| WHAT THE EXERCISE ASKS |
Word for word, print all of the entries below.

Point-per-instance localization data
[Start of section]

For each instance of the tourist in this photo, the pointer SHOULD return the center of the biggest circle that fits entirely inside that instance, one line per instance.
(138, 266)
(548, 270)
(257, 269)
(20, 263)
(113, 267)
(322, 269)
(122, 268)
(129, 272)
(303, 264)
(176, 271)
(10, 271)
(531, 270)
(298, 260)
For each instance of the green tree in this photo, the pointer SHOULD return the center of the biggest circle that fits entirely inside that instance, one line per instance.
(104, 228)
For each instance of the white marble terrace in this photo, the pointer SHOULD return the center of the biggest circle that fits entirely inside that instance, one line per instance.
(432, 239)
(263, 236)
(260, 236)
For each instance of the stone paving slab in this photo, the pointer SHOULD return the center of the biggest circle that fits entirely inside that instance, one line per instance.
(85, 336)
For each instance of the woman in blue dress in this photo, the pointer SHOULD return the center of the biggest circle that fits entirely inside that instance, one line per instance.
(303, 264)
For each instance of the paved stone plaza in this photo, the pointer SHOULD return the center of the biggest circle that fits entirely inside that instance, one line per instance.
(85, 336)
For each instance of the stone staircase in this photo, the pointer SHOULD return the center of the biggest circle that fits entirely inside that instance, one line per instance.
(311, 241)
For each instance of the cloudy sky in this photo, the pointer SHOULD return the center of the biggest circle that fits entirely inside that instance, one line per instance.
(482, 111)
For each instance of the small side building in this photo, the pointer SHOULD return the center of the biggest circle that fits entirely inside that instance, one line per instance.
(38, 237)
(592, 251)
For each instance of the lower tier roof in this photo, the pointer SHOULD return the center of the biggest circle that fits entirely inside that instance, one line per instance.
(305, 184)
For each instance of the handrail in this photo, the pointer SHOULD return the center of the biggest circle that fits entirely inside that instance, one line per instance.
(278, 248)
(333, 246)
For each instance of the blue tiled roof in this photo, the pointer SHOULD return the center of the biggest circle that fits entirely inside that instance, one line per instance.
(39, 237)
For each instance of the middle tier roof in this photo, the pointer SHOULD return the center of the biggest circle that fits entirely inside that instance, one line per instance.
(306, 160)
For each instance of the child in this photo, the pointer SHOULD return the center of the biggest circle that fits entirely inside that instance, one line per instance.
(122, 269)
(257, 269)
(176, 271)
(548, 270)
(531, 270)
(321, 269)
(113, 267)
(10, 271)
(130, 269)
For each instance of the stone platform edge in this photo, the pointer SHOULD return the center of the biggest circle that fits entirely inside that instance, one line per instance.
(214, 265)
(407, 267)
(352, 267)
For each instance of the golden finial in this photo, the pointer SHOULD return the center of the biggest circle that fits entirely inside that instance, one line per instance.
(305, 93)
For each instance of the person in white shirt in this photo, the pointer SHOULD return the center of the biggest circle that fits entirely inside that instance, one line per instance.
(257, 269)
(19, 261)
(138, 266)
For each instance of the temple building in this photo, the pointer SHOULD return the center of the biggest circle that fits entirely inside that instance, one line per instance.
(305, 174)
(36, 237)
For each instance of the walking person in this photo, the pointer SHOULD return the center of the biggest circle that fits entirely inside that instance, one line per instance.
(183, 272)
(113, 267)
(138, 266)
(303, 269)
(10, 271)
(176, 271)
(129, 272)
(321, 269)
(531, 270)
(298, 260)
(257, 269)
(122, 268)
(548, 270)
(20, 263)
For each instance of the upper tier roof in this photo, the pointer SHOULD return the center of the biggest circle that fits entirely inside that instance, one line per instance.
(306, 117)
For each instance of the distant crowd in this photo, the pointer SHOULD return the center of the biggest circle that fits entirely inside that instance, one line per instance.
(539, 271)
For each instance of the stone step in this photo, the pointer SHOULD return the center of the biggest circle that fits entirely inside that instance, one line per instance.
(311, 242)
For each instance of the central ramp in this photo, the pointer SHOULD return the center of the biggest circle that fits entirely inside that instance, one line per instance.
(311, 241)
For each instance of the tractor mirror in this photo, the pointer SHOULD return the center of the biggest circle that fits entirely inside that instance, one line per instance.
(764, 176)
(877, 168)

[End of section]

| ANSWER FOR THE TASK |
For each instance of the tourist in this photo, the pointer SHOULD return the center of the biggest circle that fits entirely inside that instance, one line per instance.
(138, 266)
(548, 270)
(257, 269)
(20, 263)
(113, 267)
(322, 269)
(122, 268)
(129, 272)
(303, 264)
(176, 271)
(10, 271)
(531, 270)
(298, 260)
For each instance of the green tree in this photo, the pointer SHOULD return the center of the biggest circle that fits entirely inside that instance, one line per instance.
(104, 228)
For each instance of the white marble terrace in this photo, the pointer SHOULD return the center of the biggest circle that fits entirely inside that instance, one line per instance.
(432, 239)
(263, 236)
(260, 236)
For each instance of the stone paving slab in this photo, the pointer SHOULD return the center of the biggest circle that fits entirely inside that instance, one line per instance.
(85, 336)
For each instance of the woman in blue dress in this photo, the pointer SHOULD return the center of the biggest circle that fits entirely inside that instance, one line per instance.
(303, 264)
For each instance of the paved stone plaza in this photo, the pointer SHOULD return the center of the biggest circle that fits entirely inside that instance, one line per instance.
(85, 336)
For each instance of the stone staircase in this photo, the pointer SHOULD return the center of the biggest circle that fits entirely inside that instance, one line per instance.
(311, 241)
For each instance of the cloudy sky in this photo, the pointer SHOULD return the center of the biggest circle that fits entirely inside that instance, one line per instance.
(482, 111)
For each instance of the small side building in this photo, the pointer SHOULD return the center of the biggest circle that fits entirely inside that instance, one line per instance.
(38, 237)
(592, 251)
For each instance of the lower tier roof in this photo, the pointer SHOULD return the center of the biggest circle that fits entirely inside that instance, one line per instance.
(305, 184)
For each instance of the handrail in this photo, the pointer SHOULD return the center of the biggest circle that fits entirely inside that instance, one line per instance.
(278, 248)
(333, 246)
For each instance of the blue tiled roof in this photo, the pointer SHOULD return the center of the biggest circle that fits entirely inside that instance, one line per instance.
(39, 237)
For each instance of the middle tier roof in this photo, the pointer SHOULD return the center of the biggest circle that fits entirely inside that instance, one line per instance.
(306, 160)
For each instance of the child in this photo, the pointer SHOULD return the center of the biggest circle that fits entirely inside that instance, one line per instance.
(122, 269)
(257, 269)
(176, 271)
(548, 270)
(531, 270)
(321, 269)
(113, 267)
(10, 271)
(130, 269)
For each instance of the stone platform edge in this photo, the pointer SHOULD return the center of the biggest circle that fits entirely inside that instance, one line per instance.
(214, 265)
(407, 267)
(352, 267)
For each instance of the golden finial in this photo, the pointer SHOULD return the center of the biggest circle that fits entirely inside that instance, one line per instance.
(305, 93)
For each instance of the person in white shirt in this photo, the pointer SHOULD return the center of the biggest circle that fits entirely inside that instance, one line per instance.
(257, 269)
(19, 261)
(138, 266)
For each instance of the temple building in this photo, the pointer SHOULD return the center of the biggest circle that fits entirely inside that instance, one line per instance.
(305, 174)
(36, 237)
For each instance of the walking person in this photo, the pointer SHOULD return the center of the biggest circle that fits entirely inside that instance, one line per instance.
(183, 272)
(113, 267)
(138, 266)
(303, 269)
(10, 271)
(176, 271)
(129, 272)
(321, 269)
(531, 270)
(298, 260)
(257, 269)
(122, 268)
(548, 270)
(20, 263)
For each instance of the upper tier roof in this photo, the pointer SHOULD return the center of the biggest circle that fits entirely inside that instance, one line per instance.
(306, 117)
For each instance of the distant crowd in this photo, the pointer SHOULD return the center of the biggest circle that fits entirely inside that instance, one line per instance.
(539, 271)
For each instance of the stone step in this photo, the pointer SHOULD return the center of the biggest circle that fits entirely inside that instance, one line per instance.
(311, 242)
For each instance of the central ramp in this photo, the pointer SHOULD return the center of the biggest circle that fits entirely inside that instance, one line per instance.
(311, 241)
For each instance of the tractor mirror in this photo, the pointer SHOULD return the center of the biggest circle that fits entirely inside that instance, one line per instance.
(764, 176)
(877, 168)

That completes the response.